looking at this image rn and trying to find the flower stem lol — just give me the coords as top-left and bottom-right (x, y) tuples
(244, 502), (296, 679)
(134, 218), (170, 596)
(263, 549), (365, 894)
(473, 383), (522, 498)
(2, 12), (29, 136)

- PROBLEM TO SOLVE -
The full set of records, transcribed exactly, is the answer.

- ANSWER TO THE PROBLEM -
looking at this image rn and trying to find the flower stem lol — just give me the coords as top-left and bottom-right (x, y) tuples
(244, 502), (296, 679)
(134, 218), (170, 596)
(263, 549), (365, 894)
(473, 383), (522, 498)
(2, 12), (29, 136)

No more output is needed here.